What you have to do: Only the lines from the one containing "y=332, one point per instance." through the end of the entries should be repeated, exactly as they appear, first and last included.

Point-per-instance localization data
[Start of section]
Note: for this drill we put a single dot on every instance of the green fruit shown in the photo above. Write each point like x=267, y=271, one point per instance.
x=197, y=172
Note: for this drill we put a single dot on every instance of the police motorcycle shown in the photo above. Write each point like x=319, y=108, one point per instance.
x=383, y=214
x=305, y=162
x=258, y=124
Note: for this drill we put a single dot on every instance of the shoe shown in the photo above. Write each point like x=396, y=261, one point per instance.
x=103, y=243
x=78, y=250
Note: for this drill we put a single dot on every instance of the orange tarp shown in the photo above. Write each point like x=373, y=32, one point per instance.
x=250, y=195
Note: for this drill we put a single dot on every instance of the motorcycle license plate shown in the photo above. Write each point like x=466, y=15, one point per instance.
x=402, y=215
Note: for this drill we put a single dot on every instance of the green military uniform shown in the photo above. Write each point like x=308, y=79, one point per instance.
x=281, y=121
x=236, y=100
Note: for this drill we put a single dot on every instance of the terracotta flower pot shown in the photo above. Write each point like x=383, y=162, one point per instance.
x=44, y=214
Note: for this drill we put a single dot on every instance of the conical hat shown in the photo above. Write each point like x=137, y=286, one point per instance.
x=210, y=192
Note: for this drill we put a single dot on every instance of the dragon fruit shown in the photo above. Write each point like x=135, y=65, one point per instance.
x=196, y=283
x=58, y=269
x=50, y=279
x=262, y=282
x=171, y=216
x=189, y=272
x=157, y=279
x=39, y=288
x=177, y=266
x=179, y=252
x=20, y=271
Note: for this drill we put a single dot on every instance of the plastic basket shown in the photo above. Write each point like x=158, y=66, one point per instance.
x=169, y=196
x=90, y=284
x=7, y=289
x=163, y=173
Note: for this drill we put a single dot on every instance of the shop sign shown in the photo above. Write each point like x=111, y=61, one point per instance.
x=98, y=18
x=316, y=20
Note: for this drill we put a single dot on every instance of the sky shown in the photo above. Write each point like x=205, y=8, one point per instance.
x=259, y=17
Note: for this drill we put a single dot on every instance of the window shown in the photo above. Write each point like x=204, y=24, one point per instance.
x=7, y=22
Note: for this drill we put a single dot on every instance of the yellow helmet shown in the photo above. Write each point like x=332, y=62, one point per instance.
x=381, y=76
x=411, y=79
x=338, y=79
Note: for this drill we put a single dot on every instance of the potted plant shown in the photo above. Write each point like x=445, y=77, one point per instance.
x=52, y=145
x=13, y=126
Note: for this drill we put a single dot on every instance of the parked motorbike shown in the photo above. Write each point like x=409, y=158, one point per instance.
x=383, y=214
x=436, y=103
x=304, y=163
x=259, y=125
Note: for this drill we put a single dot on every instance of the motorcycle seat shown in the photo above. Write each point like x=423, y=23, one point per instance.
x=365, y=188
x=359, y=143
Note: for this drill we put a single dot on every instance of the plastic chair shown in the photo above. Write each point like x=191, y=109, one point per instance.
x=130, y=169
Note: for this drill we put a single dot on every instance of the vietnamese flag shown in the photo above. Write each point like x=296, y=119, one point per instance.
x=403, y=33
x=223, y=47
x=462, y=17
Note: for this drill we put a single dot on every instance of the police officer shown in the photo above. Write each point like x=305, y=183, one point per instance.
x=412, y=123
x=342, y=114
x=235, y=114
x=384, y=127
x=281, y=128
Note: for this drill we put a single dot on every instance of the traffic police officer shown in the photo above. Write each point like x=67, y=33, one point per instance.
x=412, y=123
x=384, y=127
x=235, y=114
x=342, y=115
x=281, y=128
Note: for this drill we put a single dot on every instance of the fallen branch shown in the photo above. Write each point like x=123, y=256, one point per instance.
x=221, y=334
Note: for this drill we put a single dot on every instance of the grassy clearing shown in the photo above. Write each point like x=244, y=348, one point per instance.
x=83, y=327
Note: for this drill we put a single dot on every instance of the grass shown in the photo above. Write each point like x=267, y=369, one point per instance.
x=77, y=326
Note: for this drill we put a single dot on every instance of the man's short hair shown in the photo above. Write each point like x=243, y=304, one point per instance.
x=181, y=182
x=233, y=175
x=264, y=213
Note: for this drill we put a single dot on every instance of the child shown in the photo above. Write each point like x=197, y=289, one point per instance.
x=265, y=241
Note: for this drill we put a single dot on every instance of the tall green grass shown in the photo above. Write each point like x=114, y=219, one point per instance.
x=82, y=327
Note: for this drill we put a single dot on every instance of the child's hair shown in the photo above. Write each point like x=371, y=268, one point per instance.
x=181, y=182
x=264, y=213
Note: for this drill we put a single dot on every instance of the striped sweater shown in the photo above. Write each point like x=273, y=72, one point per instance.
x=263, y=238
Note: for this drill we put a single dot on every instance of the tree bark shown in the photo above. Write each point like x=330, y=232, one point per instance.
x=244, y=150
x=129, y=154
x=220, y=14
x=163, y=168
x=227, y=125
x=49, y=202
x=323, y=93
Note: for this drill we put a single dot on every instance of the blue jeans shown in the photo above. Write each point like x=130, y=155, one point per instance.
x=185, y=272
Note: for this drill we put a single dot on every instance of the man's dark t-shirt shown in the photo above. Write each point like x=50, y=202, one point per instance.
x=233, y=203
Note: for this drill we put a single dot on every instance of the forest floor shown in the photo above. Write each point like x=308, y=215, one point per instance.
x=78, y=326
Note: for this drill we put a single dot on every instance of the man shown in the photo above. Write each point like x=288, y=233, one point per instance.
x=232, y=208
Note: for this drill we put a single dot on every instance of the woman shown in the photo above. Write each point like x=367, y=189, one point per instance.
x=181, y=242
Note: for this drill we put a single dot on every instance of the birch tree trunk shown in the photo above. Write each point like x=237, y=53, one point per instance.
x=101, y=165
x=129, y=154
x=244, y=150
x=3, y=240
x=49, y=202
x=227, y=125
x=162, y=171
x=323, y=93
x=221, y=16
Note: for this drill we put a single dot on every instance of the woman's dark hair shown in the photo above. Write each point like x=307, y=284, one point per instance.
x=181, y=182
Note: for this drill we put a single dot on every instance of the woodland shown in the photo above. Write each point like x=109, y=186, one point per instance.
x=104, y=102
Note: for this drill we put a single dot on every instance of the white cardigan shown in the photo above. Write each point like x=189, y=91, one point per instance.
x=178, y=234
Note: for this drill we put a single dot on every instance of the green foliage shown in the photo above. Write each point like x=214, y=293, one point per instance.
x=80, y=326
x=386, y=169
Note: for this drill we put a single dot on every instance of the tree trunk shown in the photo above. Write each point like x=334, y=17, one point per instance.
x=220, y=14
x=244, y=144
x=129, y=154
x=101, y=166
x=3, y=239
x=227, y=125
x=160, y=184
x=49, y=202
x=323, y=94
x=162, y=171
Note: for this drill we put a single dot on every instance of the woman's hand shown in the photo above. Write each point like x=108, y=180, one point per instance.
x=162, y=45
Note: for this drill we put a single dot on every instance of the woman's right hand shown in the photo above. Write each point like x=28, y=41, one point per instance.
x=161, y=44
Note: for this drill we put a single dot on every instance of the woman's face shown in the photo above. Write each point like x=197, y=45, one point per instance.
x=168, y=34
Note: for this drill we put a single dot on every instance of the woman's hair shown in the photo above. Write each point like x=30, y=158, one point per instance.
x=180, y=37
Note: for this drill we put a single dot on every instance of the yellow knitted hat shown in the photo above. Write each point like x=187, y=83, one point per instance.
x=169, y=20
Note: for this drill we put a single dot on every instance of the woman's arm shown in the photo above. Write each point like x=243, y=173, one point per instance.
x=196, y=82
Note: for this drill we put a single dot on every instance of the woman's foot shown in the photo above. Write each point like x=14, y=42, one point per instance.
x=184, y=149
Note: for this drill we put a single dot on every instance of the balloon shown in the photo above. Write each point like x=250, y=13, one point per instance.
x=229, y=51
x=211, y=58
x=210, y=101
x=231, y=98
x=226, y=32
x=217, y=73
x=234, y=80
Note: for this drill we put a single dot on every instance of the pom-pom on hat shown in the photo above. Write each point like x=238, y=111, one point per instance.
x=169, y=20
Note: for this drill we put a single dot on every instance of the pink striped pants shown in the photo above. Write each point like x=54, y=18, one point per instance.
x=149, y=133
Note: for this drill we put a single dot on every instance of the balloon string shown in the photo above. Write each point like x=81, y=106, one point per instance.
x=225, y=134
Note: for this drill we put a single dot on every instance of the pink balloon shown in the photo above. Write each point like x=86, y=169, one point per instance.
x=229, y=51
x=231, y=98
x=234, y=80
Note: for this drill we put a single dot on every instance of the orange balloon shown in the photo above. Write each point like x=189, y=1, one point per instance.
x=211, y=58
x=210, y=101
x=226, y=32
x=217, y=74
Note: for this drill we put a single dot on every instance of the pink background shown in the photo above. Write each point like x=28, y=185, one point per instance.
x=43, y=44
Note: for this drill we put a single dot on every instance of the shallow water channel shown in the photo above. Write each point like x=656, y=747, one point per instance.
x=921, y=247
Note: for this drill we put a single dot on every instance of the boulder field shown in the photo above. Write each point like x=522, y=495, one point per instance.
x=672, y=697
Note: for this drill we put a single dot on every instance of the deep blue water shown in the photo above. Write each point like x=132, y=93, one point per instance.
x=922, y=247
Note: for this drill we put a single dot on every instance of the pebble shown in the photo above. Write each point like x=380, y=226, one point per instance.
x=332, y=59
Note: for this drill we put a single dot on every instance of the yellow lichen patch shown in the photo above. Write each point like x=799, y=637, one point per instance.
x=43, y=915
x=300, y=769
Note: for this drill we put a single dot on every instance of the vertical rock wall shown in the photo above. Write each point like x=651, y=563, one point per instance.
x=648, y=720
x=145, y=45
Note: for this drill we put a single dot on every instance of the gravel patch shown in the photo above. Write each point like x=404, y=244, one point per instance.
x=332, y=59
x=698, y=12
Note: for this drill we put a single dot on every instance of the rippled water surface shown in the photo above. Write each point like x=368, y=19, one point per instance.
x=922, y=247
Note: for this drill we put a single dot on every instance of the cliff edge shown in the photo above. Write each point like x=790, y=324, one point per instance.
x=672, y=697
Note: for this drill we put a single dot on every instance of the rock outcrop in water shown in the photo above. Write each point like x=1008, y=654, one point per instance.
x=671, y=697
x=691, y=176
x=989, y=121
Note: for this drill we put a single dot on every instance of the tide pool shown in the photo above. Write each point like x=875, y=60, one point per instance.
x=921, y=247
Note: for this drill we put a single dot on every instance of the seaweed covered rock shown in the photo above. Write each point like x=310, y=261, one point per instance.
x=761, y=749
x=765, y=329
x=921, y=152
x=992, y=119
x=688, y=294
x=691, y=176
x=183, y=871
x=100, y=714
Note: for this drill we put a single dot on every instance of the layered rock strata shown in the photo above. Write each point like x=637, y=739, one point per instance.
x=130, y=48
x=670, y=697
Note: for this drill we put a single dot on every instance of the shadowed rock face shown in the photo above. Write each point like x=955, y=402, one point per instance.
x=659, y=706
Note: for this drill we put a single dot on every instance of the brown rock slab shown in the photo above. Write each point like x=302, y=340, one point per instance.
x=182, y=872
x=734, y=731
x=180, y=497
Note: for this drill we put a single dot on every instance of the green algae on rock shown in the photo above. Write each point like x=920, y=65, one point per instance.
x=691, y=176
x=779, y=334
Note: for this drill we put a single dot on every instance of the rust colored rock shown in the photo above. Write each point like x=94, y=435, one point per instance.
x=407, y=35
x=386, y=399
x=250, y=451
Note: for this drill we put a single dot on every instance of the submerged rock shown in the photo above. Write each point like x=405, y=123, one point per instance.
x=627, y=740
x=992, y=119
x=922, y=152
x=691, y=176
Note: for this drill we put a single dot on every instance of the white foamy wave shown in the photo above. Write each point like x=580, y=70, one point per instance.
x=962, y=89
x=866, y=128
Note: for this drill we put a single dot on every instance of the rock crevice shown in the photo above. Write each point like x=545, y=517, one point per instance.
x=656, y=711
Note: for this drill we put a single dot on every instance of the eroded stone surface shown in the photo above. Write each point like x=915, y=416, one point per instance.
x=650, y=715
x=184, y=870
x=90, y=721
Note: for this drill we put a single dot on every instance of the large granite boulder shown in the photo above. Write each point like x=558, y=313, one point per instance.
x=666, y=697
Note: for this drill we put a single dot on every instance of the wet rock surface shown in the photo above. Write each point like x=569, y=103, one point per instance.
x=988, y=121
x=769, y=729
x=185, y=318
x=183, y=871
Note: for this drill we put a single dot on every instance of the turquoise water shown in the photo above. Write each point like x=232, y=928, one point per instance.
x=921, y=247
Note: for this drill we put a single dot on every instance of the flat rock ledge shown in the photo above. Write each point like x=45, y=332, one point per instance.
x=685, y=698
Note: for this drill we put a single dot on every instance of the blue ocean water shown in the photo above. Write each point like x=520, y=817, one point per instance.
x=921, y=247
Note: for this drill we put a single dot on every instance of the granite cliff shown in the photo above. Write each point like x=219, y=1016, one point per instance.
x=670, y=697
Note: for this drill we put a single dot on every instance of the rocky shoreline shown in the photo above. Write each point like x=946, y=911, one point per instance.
[End of section]
Written response:
Note: for this drill we put a single dot on every instance of the flat rock ledge shown in the photo above. Write each point like x=45, y=332, one point per instance.
x=685, y=698
Note: for this drill we put a single dot on every instance of the blue ocean water shown in the photo above. Write each point like x=520, y=817, one point per instance.
x=921, y=247
Note: for this drill we put a single dot on every instance of the granite cliff shown in the photo above. Write each point like x=219, y=1016, one point per instance.
x=670, y=697
Note: for this drill we put a single dot on every instance of the rocky shoreline shown in the photo above. Write each point like x=946, y=911, one point per instance.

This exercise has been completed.